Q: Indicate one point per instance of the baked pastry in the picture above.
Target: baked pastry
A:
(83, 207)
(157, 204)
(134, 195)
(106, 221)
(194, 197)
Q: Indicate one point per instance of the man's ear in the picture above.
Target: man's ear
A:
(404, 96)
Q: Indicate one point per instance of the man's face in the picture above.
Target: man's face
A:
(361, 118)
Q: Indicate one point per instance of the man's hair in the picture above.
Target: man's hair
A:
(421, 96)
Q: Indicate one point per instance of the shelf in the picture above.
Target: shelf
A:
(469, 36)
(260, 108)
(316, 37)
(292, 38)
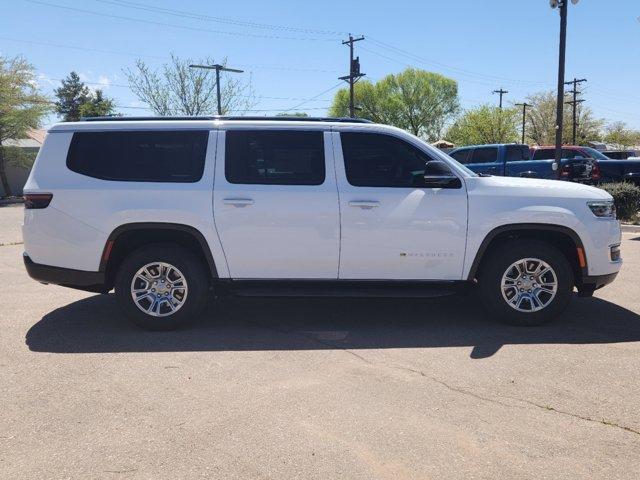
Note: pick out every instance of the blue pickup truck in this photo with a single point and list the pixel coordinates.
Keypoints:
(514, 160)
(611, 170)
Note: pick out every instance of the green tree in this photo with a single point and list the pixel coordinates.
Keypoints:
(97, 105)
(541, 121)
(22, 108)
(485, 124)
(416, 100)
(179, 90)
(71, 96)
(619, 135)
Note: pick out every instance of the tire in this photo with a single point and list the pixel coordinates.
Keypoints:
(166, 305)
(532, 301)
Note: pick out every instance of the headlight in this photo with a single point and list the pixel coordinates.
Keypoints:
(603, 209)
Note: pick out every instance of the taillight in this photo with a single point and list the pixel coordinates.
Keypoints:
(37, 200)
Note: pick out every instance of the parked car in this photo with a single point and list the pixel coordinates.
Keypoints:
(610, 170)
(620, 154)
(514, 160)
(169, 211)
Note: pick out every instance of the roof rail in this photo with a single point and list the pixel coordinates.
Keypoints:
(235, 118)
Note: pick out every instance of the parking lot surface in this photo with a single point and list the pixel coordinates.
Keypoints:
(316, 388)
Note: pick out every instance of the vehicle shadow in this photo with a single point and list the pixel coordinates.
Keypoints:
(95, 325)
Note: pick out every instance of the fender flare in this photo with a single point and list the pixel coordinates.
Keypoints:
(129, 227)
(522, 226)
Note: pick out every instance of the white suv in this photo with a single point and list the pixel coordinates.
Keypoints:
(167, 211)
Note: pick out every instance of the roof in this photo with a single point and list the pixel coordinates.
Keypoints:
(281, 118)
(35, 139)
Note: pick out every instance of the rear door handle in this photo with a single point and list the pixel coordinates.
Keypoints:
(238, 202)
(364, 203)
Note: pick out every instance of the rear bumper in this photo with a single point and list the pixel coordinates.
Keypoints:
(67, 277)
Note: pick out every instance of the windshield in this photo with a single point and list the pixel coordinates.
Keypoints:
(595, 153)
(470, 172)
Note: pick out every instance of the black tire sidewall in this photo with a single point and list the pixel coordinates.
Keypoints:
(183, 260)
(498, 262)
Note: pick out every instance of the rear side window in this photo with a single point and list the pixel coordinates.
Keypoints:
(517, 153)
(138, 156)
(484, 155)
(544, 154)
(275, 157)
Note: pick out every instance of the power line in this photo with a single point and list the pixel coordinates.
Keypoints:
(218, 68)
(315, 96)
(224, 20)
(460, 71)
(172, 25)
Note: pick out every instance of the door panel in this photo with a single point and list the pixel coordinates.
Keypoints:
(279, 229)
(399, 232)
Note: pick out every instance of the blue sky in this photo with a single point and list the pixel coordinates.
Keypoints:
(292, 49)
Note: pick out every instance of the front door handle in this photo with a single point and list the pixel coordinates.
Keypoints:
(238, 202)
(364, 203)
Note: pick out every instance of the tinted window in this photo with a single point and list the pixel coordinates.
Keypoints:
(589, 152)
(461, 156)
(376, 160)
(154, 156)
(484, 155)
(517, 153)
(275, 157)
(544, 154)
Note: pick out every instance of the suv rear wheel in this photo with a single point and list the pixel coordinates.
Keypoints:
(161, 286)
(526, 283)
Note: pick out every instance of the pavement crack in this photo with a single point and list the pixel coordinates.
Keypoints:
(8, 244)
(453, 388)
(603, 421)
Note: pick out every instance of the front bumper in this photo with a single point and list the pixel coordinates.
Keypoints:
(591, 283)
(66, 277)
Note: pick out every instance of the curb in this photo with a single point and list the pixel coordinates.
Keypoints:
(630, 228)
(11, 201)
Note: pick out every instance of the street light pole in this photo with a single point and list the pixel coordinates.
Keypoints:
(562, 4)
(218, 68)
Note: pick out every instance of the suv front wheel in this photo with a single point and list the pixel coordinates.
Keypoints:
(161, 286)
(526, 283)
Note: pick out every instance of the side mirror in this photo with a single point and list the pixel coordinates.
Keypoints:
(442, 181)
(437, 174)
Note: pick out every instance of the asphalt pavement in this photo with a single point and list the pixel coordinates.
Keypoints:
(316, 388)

-------------------------

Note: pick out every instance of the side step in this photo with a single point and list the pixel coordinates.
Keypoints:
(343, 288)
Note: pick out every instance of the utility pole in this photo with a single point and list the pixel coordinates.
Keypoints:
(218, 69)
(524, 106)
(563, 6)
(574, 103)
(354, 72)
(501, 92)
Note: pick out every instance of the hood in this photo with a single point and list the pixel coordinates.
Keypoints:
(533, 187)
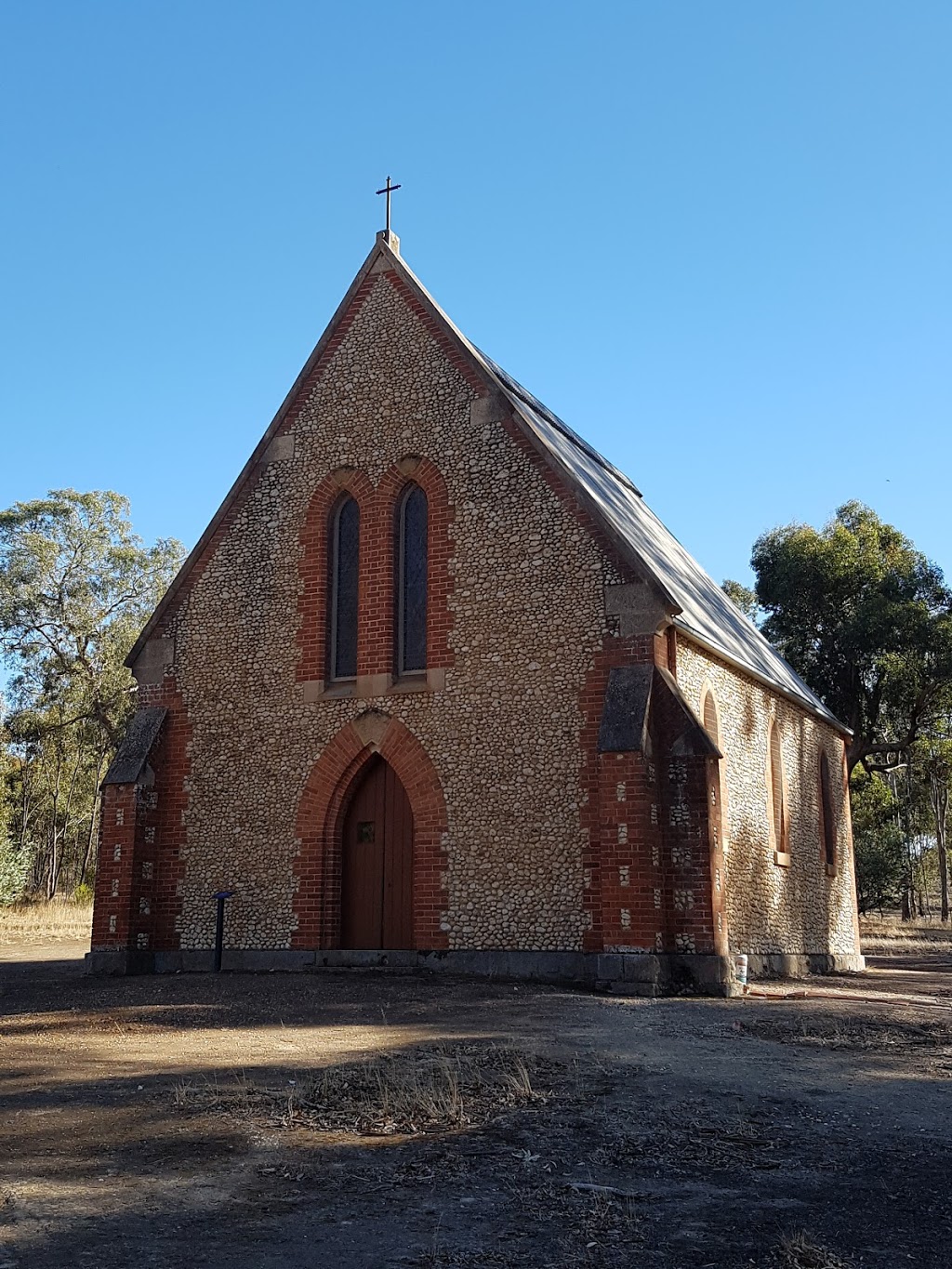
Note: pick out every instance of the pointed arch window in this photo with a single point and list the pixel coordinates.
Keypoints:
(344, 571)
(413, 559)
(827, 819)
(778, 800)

-------------------------

**EXERCISE REQUIREMENTS**
Gather every line of the records that contains the word "shelf", matching case exactly.

**RESPONSE TO THIS TASK**
Q: Indicate one point per instance of the shelf in the picture above.
Target: shelf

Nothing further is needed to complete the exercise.